No Evil Project: A Fresh Look at Identity and Labels
Although Troy Thompson ’95 took a distinctly circuitous route from his biomedical engineering studies to founding the No
Evil Project and running his own design and photography company, it’s a journey he values dearly.
A self-proclaimed introvert, Thompson credits the university with inspiring him to make a positive impact on the world. “There are many aspects of WPI that shaped my life, from meeting extroverts my first year that clawed me out of my shell, to gaining the valuable life-skill of learning how to learn in an ever-changing world.” says Thompson.
One of the most impactful experiences, however, was doing my Interactive Qualifying Project (IQP) in France and learning how to live while conducting inter-disciplinary research in a foreign country with a foreign language.” Reflecting on his IQP experience, Thompson offers that being uncomfortable in your surroundings encourages you to build skills and character. He explains how his IQP gave him important perspective; showing him people, processes, and philosophies are not universal and in fact are quite different around the world. Thompson’s IQP left him inspired to help bridge gaps between and among people.

════════════════════

▶ _Work instructions_
• a. In the No Evil Project profile, rewrite the passage from "One of the most" up to and including "and among people.", substituting "Japan" for "France".
• b. According to the No Evil Project profile, what did Thompson's IQP show him are not universal? List each one.

════════════════════

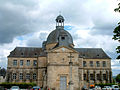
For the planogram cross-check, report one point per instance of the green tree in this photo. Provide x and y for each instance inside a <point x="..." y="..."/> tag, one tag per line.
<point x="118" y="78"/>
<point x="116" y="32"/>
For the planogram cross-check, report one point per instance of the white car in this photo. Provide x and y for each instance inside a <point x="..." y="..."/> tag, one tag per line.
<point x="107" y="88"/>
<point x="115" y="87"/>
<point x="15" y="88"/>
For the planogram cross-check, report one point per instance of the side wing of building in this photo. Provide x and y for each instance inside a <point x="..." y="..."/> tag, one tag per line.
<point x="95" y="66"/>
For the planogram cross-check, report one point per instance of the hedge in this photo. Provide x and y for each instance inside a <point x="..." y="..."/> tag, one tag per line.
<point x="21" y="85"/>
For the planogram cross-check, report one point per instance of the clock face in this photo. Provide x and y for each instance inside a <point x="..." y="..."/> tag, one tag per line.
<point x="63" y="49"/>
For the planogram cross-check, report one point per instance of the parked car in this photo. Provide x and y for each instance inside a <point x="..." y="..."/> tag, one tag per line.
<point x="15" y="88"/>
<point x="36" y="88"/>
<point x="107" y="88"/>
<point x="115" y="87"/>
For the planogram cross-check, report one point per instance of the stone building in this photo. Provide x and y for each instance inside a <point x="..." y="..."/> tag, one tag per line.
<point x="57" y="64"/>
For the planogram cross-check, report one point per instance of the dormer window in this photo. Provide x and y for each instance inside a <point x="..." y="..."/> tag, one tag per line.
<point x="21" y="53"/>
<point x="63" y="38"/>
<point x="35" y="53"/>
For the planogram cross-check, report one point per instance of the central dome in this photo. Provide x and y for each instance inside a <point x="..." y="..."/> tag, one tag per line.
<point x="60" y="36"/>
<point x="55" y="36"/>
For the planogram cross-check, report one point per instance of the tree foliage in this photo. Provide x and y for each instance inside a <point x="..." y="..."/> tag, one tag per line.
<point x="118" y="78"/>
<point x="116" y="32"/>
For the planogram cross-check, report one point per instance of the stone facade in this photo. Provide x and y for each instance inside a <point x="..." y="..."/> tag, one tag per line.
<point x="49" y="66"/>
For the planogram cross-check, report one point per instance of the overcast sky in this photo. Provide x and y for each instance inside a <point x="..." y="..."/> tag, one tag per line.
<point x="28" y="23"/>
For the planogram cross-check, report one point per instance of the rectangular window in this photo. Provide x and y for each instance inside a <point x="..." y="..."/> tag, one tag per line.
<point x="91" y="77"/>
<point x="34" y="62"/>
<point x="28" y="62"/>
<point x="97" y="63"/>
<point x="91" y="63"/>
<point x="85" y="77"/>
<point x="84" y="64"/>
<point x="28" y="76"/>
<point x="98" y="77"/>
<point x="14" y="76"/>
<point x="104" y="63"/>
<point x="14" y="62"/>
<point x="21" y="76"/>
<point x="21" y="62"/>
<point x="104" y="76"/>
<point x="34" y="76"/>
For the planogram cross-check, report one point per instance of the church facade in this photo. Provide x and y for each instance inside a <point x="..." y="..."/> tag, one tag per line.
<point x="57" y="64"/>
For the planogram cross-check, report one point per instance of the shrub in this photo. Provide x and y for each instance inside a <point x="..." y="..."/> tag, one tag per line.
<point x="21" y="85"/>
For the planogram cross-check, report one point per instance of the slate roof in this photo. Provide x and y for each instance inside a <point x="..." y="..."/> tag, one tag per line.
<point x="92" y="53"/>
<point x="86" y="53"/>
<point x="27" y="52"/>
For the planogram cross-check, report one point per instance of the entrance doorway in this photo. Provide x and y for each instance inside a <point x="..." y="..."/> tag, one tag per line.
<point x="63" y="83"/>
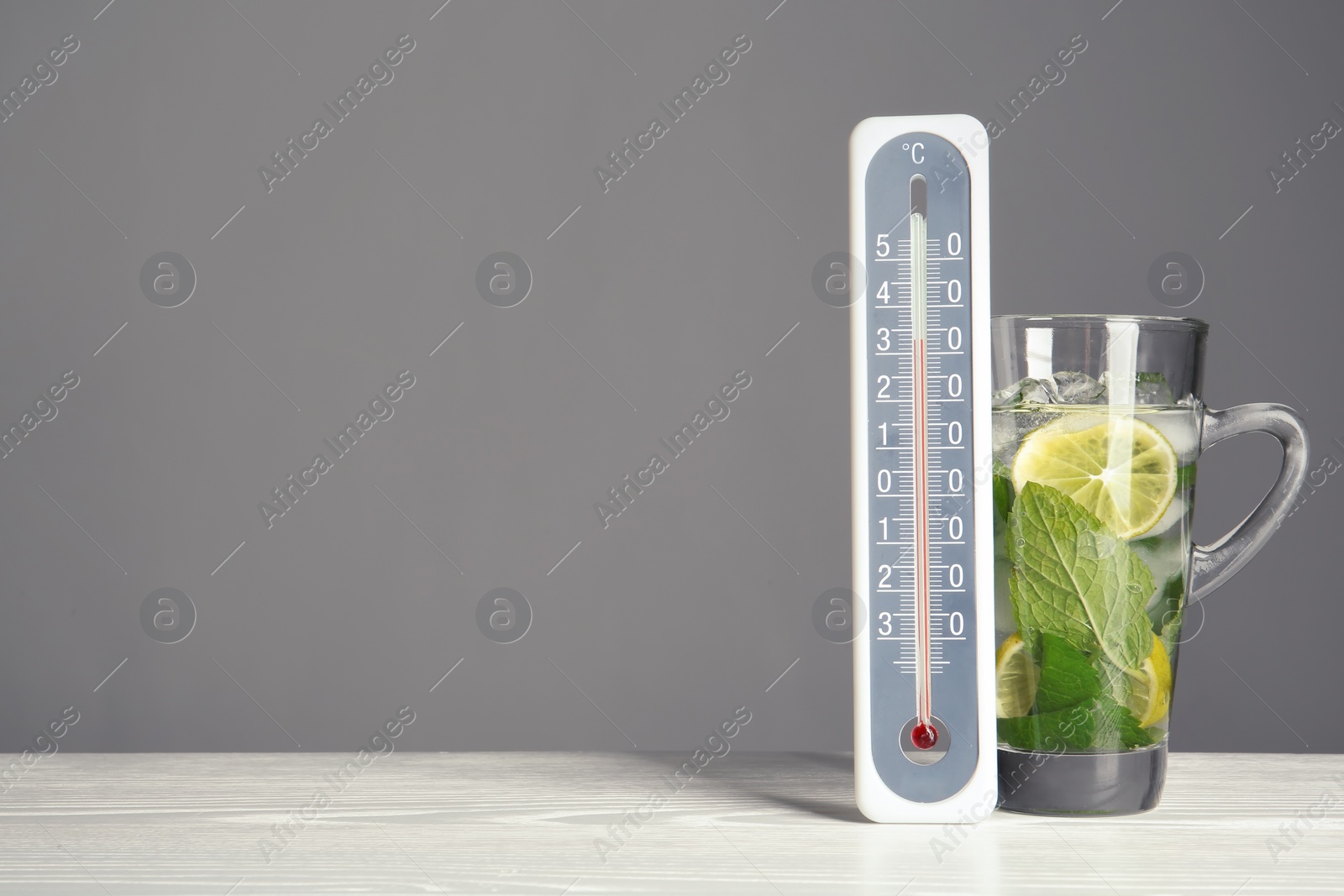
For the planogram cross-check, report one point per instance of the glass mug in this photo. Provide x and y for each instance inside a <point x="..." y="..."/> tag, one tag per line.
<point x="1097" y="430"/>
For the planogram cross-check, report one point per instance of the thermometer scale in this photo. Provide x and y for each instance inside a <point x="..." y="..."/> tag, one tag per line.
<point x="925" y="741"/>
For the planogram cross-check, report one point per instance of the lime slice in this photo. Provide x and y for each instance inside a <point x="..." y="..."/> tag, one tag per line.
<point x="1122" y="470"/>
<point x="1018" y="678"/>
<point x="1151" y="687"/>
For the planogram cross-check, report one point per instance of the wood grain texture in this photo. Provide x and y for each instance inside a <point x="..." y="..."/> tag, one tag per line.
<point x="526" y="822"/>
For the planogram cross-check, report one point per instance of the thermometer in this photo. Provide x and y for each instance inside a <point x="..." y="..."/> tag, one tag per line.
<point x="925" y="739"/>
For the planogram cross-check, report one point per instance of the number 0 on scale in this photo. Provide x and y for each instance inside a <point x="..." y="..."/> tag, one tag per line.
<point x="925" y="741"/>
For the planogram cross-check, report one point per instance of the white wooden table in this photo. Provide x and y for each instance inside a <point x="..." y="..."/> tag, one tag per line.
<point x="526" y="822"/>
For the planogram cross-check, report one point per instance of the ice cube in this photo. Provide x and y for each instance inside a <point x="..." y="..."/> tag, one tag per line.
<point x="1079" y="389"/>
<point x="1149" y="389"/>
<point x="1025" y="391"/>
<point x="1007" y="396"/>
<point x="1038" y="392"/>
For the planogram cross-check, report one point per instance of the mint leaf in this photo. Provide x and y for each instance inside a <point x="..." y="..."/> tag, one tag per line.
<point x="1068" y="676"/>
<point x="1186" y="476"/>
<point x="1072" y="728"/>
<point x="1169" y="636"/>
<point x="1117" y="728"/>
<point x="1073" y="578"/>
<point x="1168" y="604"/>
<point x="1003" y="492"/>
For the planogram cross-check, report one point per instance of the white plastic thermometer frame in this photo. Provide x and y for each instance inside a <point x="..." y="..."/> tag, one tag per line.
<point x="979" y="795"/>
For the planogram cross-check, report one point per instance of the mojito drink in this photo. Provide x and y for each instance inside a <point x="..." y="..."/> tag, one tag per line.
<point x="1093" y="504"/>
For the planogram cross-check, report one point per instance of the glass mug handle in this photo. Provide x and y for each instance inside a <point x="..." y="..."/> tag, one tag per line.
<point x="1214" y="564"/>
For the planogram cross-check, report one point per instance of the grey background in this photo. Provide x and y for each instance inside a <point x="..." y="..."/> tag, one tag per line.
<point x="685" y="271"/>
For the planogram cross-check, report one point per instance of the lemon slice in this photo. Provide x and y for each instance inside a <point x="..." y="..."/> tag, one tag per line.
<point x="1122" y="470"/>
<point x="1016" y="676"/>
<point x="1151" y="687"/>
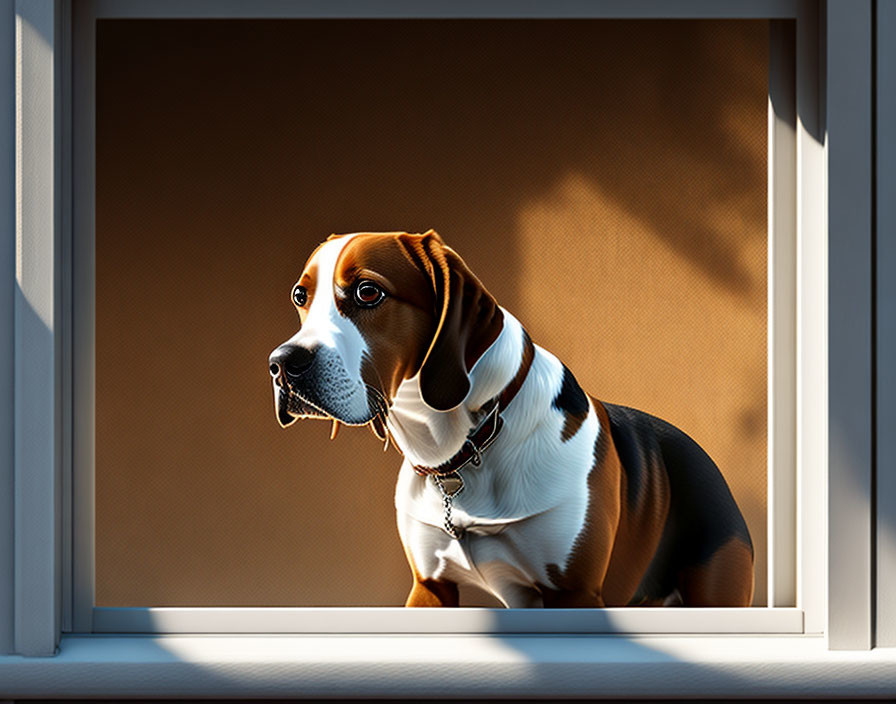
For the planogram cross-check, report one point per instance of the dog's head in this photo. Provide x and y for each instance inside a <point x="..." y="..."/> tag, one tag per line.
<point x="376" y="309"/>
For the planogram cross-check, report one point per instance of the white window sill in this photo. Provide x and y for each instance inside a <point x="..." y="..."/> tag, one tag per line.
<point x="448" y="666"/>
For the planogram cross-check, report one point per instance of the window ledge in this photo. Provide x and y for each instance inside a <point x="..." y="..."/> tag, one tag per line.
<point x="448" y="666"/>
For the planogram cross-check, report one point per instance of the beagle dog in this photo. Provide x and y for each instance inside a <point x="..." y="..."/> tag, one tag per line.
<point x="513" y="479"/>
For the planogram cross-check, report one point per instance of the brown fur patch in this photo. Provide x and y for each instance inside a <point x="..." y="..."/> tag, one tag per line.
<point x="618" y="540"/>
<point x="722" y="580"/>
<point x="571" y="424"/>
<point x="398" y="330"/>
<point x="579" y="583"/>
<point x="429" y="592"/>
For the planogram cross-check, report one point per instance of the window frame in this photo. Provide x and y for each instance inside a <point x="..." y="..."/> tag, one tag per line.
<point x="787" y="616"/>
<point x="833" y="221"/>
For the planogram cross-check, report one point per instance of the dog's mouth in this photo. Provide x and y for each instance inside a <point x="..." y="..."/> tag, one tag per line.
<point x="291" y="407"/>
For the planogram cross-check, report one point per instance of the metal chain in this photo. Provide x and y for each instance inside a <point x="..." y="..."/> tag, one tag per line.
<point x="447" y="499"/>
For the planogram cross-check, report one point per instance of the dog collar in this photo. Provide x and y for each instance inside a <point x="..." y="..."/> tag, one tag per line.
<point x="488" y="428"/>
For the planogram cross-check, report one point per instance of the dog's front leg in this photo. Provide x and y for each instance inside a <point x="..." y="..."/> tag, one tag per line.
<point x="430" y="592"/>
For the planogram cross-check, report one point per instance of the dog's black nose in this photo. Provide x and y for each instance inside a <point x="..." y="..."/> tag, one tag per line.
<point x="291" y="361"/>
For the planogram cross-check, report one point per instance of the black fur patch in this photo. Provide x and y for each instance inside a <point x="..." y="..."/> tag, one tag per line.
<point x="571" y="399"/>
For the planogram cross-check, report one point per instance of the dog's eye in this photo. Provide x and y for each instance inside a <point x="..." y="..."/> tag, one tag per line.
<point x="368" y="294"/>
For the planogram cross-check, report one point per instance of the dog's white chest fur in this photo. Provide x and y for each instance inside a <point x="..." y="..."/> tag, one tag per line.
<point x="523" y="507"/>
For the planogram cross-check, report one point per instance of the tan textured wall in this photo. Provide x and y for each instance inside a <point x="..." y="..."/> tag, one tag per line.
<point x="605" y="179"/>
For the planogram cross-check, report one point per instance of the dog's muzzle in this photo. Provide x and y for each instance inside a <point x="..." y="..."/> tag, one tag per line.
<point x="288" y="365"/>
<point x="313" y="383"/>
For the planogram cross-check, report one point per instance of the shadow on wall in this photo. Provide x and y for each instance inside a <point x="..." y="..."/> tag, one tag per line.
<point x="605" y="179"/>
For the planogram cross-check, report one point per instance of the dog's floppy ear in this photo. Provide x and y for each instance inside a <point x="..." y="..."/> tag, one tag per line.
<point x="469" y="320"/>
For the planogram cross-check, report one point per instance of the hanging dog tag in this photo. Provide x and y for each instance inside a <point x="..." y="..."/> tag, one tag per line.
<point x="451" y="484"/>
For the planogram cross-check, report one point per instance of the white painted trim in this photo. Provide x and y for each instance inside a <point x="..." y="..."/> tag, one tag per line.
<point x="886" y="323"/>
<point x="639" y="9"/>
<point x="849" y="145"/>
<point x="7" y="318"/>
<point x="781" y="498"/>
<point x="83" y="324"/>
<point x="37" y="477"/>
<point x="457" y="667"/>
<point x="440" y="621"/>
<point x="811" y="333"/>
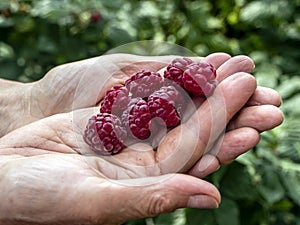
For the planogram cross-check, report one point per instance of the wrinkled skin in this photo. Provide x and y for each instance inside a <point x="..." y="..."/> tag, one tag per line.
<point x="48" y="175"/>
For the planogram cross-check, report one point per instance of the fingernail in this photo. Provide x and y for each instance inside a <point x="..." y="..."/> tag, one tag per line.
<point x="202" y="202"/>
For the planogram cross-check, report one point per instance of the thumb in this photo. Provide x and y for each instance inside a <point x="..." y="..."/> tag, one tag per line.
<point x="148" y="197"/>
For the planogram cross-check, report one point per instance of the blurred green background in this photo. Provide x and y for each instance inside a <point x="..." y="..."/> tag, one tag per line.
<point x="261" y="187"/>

════════════════════

▶ _Answers by item number_
• a.
One of the most impactful experiences, however, was doing my Interactive Qualifying Project (IQP) in Japan and learning how to live while conducting inter-disciplinary research in a foreign country with a foreign language.” Reflecting on his IQP experience, Thompson offers that being uncomfortable in your surroundings encourages you to build skills and character. He explains how his IQP gave him important perspective; showing him people, processes, and philosophies are not universal and in fact are quite different around the world. Thompson’s IQP left him inspired to help bridge gaps between and among people.

• b.
- People
- Processes
- Philosophies